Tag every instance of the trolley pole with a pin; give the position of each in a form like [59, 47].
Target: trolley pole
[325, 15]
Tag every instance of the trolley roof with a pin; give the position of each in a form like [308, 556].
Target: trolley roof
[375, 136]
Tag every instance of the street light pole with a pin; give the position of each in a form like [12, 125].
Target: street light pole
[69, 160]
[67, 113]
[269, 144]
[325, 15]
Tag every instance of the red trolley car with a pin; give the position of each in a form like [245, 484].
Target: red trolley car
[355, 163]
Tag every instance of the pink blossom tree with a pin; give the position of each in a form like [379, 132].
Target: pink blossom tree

^^^^^^^^^^^^^^^^

→ Compito
Ricopia fedelmente le righe di tutte le voci riportate sopra, senza tralasciarne nessuna.

→ Risposta corretta
Tag every instance of the trolley pole with a pin; give the position of each in a form like [59, 47].
Target: trolley pole
[325, 15]
Tag every instance of the trolley roof with a pin; give the position of each in a form like [308, 556].
Target: trolley roof
[375, 136]
Tag every instance of the street light pole with a pin; give the position of each in a form like [12, 125].
Target: street light pole
[69, 160]
[67, 113]
[269, 144]
[325, 15]
Tag every instance of the red trolley car with a pin; give the position of each in a form like [245, 484].
Target: red trolley car
[355, 163]
Tag every instance of the pink blossom tree with a pin; give the position of each in a form like [379, 132].
Target: pink blossom tree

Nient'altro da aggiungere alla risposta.